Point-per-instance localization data
★ ★ ★

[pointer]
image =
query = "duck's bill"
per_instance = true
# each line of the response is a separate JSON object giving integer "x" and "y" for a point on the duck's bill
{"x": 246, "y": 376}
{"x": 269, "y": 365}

★ ★ ★

- **Required work**
Please write the data above out again, exactly the same.

- **Solution for this exercise**
[pointer]
image =
query = "duck's bill"
per_instance = true
# each line of the response is a separate JSON object giving integer "x" and "y" for a point on the duck's bill
{"x": 246, "y": 376}
{"x": 269, "y": 365}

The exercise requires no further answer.